### [Page extract]
----------

David Bowen Financial Times January 18 2007 (a website effectiveness consultant for Bowen Craggs & Co) puts forward the case that both newspapers and the web need to be concerned. A parasite which ultimately kills its host is a 'Necrotroph' and Bowen seems to think that this summarises the relationship between the web and newspapers. 

The web is a secondary medium. Mr Obama’s site may be a pleasing way of getting his message across – but only if people find it via a primary medium.

What do I mean by primary medium? Simply, one that people will turn to themselves, or be exposed to without effort – a high visibility medium, you might call it. Newspaper articles or advertisements, television reports or commercials, radio ditto, hoardings by the side of the road. Indeed the billboard on a busy road probably wins the visibility prize: it is difficult not to see.

The vast majority of websites are low visibility, and I include those with massive traffic such as YouTube and MySpace, as well as every blog. Mr Obama’s video is on YouTube, the video sharing network, but it is not high visibility. You will find it only by seeking it out, or by being told about it by a friend. You will not trip over it as you might while watching television, reading a paper or driving along.

----------

### [Prompt 1]
In the page extract on newspapers and the web, which medium does the writer say probably wins the visibility prize?
The records have nothing to do with the page extract.

(Rows from a pointing dataset)
----------

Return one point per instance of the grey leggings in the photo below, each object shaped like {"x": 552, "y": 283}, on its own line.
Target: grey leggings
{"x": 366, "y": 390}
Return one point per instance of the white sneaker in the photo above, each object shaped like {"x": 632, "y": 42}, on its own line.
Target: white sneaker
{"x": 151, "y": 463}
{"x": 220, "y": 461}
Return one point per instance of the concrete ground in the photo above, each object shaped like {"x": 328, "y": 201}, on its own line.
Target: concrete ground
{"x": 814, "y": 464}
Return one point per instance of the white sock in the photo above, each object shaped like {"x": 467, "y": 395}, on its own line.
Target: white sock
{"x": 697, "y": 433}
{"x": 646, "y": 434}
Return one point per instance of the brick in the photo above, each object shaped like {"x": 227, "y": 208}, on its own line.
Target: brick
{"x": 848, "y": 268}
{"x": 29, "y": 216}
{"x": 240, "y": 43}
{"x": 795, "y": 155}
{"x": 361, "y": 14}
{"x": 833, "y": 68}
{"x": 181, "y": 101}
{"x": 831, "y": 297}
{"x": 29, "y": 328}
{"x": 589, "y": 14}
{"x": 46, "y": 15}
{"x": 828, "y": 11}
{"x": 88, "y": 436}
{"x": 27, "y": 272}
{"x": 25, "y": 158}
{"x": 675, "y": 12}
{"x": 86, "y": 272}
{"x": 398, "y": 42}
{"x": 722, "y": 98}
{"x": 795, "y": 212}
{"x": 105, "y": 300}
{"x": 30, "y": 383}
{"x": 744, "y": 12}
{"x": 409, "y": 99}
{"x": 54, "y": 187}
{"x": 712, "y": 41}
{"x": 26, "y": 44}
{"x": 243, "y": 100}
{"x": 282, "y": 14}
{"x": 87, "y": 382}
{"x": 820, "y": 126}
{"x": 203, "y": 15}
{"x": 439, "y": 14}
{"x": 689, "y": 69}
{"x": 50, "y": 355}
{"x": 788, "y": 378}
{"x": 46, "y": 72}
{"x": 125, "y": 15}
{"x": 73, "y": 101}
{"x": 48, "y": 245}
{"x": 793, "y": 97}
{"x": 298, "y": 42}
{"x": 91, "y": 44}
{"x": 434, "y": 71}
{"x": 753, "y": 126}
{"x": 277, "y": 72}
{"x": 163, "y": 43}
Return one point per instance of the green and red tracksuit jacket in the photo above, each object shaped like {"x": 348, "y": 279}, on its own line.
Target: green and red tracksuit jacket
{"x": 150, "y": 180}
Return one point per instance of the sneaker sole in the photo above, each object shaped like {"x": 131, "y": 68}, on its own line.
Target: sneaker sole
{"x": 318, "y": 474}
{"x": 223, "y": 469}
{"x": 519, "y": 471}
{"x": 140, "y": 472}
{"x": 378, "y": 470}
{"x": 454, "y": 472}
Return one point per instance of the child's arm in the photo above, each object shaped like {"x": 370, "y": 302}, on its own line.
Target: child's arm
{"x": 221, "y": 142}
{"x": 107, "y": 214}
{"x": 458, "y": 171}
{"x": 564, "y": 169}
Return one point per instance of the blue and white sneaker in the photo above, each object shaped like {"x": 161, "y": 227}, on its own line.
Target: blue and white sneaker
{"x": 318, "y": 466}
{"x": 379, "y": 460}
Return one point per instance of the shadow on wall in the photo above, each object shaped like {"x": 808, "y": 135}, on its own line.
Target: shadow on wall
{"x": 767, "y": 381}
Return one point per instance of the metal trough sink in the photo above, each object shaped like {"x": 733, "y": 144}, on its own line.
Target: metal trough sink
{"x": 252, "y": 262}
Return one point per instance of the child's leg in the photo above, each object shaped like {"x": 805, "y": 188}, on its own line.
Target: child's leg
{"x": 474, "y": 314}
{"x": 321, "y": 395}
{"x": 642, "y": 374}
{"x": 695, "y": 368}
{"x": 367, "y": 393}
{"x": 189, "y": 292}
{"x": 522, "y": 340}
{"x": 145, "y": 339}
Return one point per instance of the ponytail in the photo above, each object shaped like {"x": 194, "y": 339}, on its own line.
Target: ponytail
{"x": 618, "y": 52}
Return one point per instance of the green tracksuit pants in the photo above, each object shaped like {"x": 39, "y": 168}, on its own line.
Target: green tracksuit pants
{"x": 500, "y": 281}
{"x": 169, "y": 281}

----------

### [Prompt 2]
Scale the records in the stretch from the line containing "Return one point per instance of the green tracksuit" through the end of the records, writing out only those lines again, requests included. Multiply each x and y coordinate in the answers by 1.8 and round to whole numbers, halves up, but leave the coordinates in the requests unchanged.

### [Correct output 1]
The billboard on a busy road.

### [Correct output 2]
Return one point per instance of the green tracksuit pants in the photo above, each object shaped like {"x": 39, "y": 168}, on its own line.
Target: green tracksuit pants
{"x": 900, "y": 506}
{"x": 304, "y": 506}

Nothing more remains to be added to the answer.